[Auszüge aus Datensatz]
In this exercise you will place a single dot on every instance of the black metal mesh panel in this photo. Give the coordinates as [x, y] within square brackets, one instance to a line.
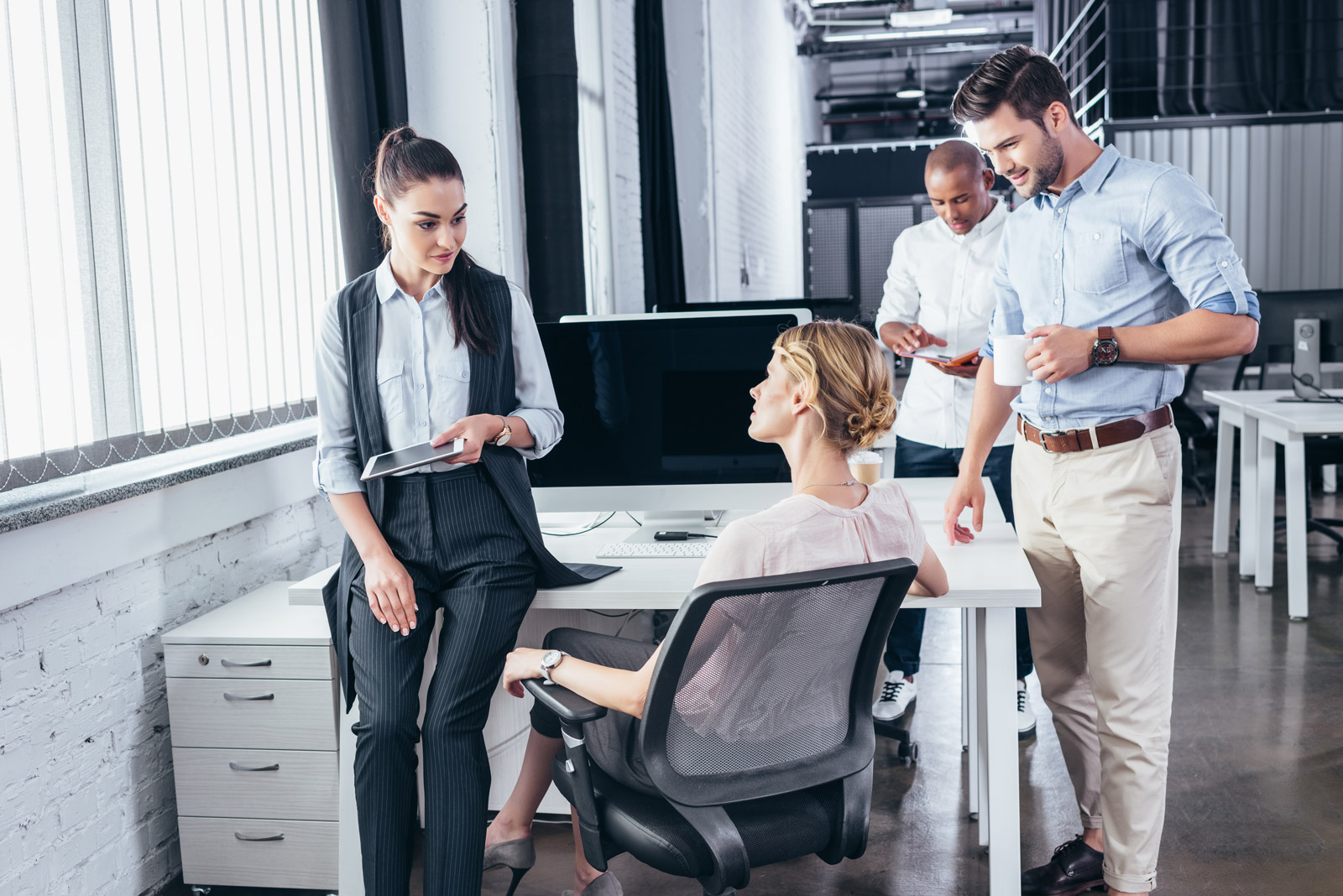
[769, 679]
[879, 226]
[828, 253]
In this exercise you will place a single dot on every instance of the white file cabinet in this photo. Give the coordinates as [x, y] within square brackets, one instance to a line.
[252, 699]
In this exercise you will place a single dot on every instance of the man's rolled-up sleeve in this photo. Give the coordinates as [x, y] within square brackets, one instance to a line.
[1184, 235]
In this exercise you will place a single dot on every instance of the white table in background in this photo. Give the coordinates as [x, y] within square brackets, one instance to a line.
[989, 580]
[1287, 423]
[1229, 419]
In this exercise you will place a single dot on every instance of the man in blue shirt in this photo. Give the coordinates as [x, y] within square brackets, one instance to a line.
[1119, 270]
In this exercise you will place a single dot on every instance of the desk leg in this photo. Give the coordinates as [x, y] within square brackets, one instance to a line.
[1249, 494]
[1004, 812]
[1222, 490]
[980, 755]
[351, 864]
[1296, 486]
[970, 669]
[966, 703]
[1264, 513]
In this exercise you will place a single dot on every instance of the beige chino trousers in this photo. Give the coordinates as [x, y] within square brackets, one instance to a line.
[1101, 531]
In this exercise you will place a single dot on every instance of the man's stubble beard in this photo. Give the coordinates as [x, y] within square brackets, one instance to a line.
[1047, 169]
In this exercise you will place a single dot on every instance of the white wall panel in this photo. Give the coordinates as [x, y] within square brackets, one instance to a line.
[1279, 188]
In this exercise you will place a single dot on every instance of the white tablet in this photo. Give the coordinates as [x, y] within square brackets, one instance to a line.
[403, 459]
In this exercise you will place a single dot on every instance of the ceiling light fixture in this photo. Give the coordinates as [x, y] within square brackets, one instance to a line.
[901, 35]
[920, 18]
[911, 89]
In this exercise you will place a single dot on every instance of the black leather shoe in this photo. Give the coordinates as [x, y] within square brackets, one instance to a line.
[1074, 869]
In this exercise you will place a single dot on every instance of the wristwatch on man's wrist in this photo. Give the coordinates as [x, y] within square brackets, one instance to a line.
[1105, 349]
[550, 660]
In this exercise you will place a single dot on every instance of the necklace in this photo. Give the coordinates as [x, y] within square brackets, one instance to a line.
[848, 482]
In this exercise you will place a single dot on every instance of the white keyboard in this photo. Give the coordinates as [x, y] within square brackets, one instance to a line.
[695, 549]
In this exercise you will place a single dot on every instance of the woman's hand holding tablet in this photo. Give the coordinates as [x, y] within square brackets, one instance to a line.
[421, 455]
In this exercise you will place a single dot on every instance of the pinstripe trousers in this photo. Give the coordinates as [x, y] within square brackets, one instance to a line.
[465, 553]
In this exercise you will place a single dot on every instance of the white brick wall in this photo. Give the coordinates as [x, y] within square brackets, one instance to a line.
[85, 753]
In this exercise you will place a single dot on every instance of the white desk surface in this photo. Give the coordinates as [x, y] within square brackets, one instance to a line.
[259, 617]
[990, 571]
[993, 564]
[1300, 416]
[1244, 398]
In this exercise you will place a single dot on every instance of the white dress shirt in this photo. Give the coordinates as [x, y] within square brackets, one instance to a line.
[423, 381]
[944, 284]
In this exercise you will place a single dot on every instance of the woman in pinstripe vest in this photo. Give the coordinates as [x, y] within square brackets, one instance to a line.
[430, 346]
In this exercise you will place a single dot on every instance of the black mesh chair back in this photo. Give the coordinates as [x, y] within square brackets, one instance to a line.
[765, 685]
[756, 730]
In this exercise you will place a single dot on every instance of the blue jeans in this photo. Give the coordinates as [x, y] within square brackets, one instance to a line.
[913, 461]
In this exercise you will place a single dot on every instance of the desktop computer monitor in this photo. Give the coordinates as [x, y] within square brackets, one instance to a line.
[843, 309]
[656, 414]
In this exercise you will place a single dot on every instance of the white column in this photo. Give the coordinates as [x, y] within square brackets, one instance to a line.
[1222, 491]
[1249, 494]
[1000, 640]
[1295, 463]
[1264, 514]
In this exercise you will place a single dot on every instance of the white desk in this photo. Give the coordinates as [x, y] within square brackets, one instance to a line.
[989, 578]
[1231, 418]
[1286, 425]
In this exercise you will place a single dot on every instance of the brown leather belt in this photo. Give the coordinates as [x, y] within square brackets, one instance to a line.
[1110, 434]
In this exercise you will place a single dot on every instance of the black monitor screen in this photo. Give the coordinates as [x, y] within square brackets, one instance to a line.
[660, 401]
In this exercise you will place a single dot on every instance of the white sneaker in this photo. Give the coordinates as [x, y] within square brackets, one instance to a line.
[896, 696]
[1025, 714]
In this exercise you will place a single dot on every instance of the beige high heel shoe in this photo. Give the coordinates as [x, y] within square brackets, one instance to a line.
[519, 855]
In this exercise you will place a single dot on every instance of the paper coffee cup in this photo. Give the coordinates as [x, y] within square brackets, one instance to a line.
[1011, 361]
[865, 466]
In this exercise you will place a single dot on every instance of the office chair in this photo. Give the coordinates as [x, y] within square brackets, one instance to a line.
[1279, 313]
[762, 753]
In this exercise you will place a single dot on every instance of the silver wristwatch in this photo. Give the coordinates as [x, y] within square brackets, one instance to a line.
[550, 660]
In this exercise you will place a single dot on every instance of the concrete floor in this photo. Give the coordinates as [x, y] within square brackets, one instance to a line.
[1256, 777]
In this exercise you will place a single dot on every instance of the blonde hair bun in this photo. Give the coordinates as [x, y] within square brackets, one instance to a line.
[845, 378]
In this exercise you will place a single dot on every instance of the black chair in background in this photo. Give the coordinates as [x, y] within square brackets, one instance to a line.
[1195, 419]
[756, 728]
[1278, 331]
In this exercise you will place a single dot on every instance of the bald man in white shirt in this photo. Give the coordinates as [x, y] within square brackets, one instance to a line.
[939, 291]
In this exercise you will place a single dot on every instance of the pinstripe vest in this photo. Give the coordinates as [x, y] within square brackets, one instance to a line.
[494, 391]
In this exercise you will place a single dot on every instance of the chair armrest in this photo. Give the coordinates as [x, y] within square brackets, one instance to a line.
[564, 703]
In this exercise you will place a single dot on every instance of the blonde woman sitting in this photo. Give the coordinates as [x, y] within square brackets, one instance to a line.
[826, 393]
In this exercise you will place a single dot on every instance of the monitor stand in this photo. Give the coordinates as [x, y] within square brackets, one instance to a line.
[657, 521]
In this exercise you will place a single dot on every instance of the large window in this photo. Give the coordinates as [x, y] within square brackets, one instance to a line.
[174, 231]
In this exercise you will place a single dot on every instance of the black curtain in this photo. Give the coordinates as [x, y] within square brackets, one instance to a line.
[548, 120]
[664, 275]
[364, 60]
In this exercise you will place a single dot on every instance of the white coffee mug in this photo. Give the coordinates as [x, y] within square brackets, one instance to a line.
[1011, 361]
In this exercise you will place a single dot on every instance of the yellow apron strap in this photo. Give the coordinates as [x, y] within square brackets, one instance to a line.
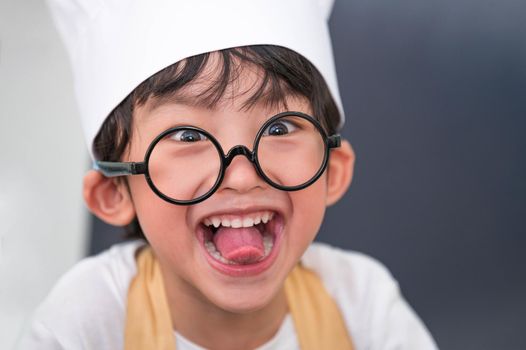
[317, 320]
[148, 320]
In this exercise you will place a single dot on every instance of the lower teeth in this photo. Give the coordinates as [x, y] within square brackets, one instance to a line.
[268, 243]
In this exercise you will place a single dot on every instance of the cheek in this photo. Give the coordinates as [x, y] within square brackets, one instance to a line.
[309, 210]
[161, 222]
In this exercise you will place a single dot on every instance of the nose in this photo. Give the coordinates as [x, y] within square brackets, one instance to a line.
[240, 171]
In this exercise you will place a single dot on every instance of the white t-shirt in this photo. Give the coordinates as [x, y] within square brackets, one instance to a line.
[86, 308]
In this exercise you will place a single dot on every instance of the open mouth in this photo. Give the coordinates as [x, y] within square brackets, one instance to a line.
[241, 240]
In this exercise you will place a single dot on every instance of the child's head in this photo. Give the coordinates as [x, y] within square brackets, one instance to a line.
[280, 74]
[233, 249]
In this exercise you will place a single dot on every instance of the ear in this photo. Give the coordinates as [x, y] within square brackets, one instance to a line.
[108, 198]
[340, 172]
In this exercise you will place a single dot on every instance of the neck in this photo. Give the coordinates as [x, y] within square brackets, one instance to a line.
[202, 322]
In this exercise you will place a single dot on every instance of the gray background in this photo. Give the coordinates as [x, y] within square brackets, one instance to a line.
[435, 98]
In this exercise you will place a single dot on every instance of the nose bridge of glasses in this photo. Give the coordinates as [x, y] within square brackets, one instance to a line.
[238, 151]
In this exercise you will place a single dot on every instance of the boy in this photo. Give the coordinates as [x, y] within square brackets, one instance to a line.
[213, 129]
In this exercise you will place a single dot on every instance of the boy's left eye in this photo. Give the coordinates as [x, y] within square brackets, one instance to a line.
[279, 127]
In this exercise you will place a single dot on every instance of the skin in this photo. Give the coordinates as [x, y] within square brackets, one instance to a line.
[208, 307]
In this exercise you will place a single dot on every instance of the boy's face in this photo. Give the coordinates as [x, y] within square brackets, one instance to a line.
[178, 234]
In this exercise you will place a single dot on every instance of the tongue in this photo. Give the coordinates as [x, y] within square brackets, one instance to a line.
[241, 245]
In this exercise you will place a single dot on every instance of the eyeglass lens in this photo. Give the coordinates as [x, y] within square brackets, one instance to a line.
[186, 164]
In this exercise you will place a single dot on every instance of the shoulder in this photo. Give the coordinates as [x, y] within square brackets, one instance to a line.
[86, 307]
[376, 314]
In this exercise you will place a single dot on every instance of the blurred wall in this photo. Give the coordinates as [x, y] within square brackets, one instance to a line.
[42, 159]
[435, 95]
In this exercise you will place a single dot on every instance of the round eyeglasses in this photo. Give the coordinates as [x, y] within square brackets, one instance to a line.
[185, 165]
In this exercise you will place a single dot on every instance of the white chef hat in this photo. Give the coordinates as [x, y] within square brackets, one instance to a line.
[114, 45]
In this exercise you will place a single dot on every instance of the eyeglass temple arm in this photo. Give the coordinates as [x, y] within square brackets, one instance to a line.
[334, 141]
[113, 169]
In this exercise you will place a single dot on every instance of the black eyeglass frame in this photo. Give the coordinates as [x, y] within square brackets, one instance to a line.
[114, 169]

[Geforderte Aufgabe] Gib die Zeilen, beginnend mit der Zeile, die „the eyeglass lens“ enthält, und endend mit der letzten Zeile der Auflistung, als JSON-Liste von Zeichenketten wieder. Jede Zeile wird ein Eintrag, und Leerzeilen entfallen.

[Lösung]
[
  "In this exercise you will place a single dot on every instance of the eyeglass lens in this photo. Give the coordinates as [x, y] within square brackets, one instance to a line.",
  "[186, 164]",
  "In this exercise you will place a single dot on every instance of the shoulder in this photo. Give the coordinates as [x, y] within square brackets, one instance to a line.",
  "[86, 307]",
  "[376, 314]",
  "In this exercise you will place a single dot on every instance of the blurred wall in this photo. Give the coordinates as [x, y] within square brackets, one instance to a line.",
  "[42, 159]",
  "[435, 95]",
  "In this exercise you will place a single dot on every instance of the round eyeglasses in this photo. Give the coordinates as [x, y] within square brackets, one instance to a line.",
  "[185, 165]",
  "In this exercise you will place a single dot on every instance of the white chef hat in this photo. Give the coordinates as [x, y] within square brackets, one instance to a line.",
  "[114, 45]",
  "In this exercise you will place a single dot on every instance of the eyeglass temple arm in this photo. Give the coordinates as [x, y] within square brackets, one instance to a line.",
  "[334, 141]",
  "[113, 169]",
  "In this exercise you will place a single dot on every instance of the black eyeglass frame in this photo. Give the coordinates as [x, y] within square brackets, one instance to a line.",
  "[114, 169]"
]